• PROBLEM:
Render the data below as a Markdown table with the columns Row and Line. Give each nonblank line its own numbered row, and leave the pictures out.

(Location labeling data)
************
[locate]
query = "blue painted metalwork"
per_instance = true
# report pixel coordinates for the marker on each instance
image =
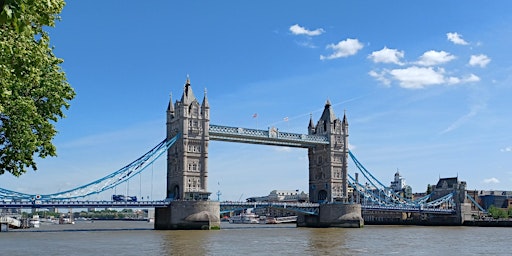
(378, 197)
(272, 136)
(16, 204)
(477, 205)
(122, 175)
************
• RESULT:
| Row | Line |
|---|---|
| 1 | [locate] |
| 2 | query = "blue painted metalwork" |
| 3 | per_instance = true |
| 4 | # report pixel coordinates for the marker on each instance |
| 5 | image = |
| 6 | (378, 197) |
| 7 | (272, 136) |
| 8 | (16, 204) |
| 9 | (477, 205) |
| 10 | (122, 175) |